---- RECORDS PROVIDED

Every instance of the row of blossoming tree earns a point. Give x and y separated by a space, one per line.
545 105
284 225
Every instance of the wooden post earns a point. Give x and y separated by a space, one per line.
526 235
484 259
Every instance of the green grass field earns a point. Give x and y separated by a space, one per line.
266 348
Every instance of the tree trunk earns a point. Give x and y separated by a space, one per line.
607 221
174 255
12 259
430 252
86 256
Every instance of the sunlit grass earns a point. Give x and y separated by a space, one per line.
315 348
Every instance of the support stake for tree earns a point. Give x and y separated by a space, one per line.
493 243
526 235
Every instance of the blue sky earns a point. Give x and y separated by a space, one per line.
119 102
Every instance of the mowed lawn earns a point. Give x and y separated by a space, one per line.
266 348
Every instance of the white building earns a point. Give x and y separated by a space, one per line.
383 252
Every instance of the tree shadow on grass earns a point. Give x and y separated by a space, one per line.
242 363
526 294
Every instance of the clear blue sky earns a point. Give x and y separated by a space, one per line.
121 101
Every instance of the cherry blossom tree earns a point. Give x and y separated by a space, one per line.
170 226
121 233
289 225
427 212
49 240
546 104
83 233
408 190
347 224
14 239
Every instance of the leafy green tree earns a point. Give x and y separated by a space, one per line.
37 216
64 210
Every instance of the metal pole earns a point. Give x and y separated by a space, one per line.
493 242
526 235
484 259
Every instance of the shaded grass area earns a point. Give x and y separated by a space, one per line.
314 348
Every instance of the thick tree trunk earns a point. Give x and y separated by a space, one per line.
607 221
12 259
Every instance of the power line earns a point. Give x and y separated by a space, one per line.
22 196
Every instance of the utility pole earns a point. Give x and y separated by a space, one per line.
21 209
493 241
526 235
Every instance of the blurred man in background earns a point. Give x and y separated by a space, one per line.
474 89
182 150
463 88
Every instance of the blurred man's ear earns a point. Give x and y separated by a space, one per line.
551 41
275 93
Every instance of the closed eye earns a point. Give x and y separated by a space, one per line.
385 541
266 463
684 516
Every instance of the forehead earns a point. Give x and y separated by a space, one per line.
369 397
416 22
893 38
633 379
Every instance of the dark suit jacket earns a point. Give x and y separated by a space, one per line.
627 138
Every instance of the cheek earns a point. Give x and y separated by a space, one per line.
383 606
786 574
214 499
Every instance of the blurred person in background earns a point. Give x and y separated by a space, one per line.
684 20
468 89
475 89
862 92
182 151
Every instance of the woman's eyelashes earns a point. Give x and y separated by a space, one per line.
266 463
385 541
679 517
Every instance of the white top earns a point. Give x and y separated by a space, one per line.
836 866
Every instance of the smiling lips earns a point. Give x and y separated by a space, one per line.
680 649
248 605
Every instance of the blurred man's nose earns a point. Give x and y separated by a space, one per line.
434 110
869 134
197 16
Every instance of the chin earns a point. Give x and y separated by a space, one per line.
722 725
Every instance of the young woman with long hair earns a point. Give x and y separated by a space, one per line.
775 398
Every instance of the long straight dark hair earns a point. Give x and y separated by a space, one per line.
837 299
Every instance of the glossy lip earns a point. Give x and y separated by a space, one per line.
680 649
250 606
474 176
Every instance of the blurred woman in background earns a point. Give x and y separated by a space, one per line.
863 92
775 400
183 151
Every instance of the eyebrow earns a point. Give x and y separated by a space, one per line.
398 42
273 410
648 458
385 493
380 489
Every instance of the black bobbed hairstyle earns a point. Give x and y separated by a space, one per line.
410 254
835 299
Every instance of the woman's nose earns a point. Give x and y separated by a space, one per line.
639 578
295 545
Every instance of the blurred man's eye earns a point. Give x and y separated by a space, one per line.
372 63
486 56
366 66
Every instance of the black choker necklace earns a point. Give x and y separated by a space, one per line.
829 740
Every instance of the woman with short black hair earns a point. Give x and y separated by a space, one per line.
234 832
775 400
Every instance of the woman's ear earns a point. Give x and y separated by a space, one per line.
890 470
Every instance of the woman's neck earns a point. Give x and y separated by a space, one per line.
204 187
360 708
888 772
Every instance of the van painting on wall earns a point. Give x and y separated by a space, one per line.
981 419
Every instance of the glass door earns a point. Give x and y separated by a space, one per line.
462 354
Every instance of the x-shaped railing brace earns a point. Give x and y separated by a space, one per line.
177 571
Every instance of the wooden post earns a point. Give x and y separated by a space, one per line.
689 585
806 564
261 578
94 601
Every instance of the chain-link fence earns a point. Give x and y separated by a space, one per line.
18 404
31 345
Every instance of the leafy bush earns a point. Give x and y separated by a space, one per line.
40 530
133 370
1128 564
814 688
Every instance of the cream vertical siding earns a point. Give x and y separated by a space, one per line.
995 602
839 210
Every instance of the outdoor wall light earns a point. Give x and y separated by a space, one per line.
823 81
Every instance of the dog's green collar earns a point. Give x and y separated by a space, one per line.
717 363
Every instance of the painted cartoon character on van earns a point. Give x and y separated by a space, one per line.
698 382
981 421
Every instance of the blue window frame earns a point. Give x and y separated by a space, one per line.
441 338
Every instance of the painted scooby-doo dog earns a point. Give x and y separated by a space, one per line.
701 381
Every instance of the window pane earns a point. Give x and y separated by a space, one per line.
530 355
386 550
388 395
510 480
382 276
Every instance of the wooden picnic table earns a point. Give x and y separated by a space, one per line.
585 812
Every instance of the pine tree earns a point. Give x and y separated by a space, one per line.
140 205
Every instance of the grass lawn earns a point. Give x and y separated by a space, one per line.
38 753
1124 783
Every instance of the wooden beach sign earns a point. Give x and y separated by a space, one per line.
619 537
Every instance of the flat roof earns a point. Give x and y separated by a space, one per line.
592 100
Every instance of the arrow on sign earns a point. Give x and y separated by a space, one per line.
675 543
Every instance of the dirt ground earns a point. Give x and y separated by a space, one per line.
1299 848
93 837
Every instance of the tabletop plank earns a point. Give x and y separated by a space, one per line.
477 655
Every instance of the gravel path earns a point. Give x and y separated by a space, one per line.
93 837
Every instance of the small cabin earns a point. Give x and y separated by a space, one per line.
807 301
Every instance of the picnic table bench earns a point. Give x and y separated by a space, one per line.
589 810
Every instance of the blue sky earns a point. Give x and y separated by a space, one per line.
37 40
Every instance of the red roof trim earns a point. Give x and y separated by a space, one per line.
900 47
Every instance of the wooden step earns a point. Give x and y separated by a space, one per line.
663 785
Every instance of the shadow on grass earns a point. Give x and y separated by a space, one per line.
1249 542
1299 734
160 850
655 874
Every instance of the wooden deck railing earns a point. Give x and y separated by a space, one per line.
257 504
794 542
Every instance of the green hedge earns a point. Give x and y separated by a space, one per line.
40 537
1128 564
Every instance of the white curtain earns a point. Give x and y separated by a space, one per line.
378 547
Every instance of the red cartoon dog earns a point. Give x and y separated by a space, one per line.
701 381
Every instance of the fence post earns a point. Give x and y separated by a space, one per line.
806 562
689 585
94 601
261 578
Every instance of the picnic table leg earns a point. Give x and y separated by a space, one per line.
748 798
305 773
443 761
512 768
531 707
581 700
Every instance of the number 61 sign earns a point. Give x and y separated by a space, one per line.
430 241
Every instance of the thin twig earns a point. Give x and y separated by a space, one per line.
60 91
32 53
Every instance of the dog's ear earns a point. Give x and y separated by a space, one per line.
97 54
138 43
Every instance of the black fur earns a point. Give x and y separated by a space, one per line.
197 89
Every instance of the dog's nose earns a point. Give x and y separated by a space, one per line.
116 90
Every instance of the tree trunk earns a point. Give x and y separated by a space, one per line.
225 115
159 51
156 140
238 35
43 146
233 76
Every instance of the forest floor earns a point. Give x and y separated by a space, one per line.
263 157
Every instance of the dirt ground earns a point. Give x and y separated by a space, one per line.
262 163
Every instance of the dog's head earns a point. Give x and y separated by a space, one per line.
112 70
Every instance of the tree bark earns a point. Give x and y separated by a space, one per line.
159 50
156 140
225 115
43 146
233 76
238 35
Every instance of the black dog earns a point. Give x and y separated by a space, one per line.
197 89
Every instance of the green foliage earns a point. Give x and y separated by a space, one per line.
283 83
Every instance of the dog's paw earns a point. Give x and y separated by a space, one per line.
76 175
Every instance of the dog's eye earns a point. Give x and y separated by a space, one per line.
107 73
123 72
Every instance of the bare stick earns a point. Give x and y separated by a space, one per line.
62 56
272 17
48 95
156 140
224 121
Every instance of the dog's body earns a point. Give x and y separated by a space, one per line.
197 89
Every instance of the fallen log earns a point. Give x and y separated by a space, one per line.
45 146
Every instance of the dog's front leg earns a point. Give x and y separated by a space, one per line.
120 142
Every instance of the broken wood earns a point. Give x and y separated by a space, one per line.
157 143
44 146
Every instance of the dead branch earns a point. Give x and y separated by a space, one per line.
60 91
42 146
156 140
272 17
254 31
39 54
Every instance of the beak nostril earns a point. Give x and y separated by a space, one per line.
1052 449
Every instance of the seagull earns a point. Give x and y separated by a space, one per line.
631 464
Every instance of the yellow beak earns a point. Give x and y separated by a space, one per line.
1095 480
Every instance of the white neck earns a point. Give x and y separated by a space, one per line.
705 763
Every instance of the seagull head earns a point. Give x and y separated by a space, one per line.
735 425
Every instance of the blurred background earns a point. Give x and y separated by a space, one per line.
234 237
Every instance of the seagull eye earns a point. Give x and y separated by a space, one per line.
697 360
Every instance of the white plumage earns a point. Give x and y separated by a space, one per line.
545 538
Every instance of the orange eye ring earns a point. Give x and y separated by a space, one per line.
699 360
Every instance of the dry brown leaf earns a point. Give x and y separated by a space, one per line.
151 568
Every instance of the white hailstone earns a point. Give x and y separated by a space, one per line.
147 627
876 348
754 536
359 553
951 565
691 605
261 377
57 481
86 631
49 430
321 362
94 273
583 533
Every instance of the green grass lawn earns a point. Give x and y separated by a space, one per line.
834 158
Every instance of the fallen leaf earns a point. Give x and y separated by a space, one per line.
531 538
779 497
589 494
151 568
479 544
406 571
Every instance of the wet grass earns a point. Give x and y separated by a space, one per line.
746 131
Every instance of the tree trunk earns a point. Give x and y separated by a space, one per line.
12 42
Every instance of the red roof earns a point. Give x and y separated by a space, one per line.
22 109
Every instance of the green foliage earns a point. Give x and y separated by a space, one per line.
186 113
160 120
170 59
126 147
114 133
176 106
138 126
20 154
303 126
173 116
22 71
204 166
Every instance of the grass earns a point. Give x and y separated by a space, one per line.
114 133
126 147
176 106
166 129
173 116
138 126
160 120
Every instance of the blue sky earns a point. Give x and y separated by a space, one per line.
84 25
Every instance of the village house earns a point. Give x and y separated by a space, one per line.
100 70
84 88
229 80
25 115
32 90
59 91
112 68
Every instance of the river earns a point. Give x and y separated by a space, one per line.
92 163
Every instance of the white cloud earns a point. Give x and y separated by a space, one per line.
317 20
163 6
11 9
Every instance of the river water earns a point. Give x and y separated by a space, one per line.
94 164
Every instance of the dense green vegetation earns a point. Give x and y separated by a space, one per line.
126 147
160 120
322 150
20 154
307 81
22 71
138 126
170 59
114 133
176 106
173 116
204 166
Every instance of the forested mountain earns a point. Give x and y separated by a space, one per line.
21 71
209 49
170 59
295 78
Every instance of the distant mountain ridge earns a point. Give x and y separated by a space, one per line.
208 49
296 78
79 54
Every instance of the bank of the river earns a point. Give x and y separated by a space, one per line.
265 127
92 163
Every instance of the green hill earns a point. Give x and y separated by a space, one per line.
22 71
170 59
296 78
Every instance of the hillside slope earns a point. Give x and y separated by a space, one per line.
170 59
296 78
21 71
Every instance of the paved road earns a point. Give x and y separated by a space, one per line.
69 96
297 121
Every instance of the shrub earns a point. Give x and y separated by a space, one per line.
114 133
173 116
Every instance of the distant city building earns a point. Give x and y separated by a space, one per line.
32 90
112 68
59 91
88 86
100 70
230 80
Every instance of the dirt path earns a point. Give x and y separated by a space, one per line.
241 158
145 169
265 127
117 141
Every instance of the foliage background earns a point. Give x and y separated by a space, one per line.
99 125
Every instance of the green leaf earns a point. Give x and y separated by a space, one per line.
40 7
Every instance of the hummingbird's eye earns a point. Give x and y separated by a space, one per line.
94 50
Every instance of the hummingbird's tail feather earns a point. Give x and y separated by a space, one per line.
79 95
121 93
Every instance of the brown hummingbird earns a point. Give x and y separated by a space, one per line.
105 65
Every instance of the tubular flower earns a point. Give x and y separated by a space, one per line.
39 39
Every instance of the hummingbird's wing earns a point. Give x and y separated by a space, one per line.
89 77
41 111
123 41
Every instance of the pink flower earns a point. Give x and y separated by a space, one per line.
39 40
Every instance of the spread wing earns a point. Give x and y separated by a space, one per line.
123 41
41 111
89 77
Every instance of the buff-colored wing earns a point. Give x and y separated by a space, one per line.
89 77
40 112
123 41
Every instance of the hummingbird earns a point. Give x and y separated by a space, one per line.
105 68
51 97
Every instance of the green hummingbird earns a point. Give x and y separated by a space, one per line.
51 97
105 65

--------

The required output is the exact sequence of lines from the one containing "Every instance of the tubular" through the end of the listing, both endpoints included.

_WORKED SOLUTION_:
Every instance of the tubular flower earns a point. Give x and y separated by a space, one per line.
39 39
Every instance of the hummingbird's wing earns a point. Give x and y separated by a space, one per line.
89 77
41 111
123 41
Every instance of the pink flower earns a point. Give x and y separated by a space, one per line.
39 40
Every instance of the spread wing earns a point. Give x and y separated by a space, one per line.
123 41
41 111
89 77
Every instance of the buff-colored wing earns a point. Give x and y separated by a space, one per line.
89 77
40 112
123 41
Every instance of the hummingbird earns a point. Give x and y separated by a space, one per line.
105 68
51 97
Every instance of the green hummingbird earns a point. Give x and y separated by a space, one per line.
51 97
105 65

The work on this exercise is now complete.